[DIRECTIVE] Filter the data below down to every line that contains the string "fence", and copy those lines unchanged in their original order.

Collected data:
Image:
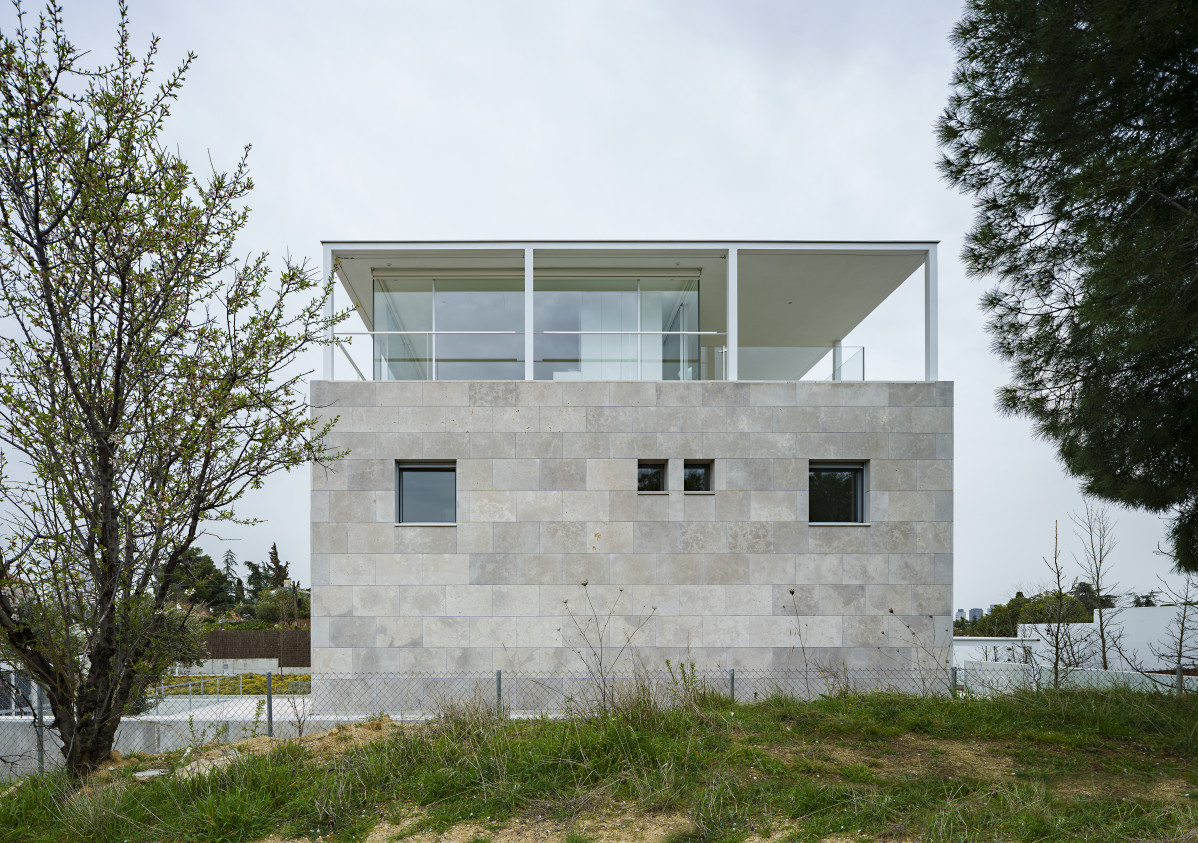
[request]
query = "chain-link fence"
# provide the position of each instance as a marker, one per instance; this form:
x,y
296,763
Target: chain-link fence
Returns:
x,y
193,711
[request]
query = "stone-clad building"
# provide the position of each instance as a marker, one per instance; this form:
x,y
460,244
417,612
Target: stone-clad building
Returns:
x,y
549,438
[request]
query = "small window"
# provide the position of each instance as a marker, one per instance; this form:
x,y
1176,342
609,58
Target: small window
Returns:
x,y
696,477
428,492
836,492
651,475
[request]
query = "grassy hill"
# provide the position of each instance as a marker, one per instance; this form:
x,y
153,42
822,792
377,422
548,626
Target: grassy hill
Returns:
x,y
1029,766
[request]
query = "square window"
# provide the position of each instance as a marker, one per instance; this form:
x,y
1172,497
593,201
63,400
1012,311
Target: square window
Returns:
x,y
836,492
651,475
696,477
428,492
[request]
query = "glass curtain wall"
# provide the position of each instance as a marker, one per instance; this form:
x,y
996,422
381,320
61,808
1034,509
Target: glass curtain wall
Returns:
x,y
448,328
616,329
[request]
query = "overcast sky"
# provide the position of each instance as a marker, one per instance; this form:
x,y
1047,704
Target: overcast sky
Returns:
x,y
754,120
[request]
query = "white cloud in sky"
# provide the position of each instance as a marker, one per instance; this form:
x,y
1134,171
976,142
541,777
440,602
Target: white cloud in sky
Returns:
x,y
617,120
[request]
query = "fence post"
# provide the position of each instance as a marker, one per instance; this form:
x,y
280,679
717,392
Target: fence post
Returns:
x,y
40,721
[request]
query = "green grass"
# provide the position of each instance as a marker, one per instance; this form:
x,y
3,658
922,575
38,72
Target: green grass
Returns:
x,y
1081,765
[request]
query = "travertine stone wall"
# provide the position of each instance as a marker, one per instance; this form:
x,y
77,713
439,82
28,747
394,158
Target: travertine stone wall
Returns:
x,y
554,544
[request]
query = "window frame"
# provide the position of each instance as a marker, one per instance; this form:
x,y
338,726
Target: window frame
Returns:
x,y
440,466
859,467
664,465
709,465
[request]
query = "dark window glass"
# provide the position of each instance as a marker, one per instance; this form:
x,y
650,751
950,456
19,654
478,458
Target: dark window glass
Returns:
x,y
835,493
651,477
696,477
428,493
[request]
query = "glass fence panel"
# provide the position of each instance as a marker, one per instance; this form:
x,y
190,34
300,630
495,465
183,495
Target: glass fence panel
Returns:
x,y
800,363
403,357
479,357
586,357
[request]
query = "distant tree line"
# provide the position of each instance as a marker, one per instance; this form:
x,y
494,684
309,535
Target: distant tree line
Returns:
x,y
267,595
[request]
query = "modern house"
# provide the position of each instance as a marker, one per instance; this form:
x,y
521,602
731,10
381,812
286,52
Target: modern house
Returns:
x,y
561,448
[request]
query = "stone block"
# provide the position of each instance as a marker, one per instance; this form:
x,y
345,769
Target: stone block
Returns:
x,y
634,446
445,569
750,537
376,601
611,474
655,537
515,419
562,537
476,537
351,631
609,537
820,568
633,394
446,394
842,600
701,600
422,539
882,600
369,475
562,419
780,394
588,568
467,600
513,600
539,569
446,446
653,507
538,393
538,505
492,394
492,446
731,505
912,505
912,569
697,508
749,474
684,446
864,568
931,599
516,537
912,447
679,394
422,600
725,568
399,632
586,446
893,537
586,394
773,505
703,537
726,446
492,569
497,505
864,631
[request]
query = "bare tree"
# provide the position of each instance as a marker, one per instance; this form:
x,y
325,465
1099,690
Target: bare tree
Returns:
x,y
150,377
1095,528
1179,646
1054,617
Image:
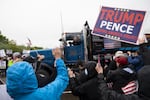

[RESPONSE TO THE EXERCISE]
query = "chain-link fence"
Target: chain-link fence
query = "fence post"
Target: fence post
query = "glass fence panel"
Target: glass fence panel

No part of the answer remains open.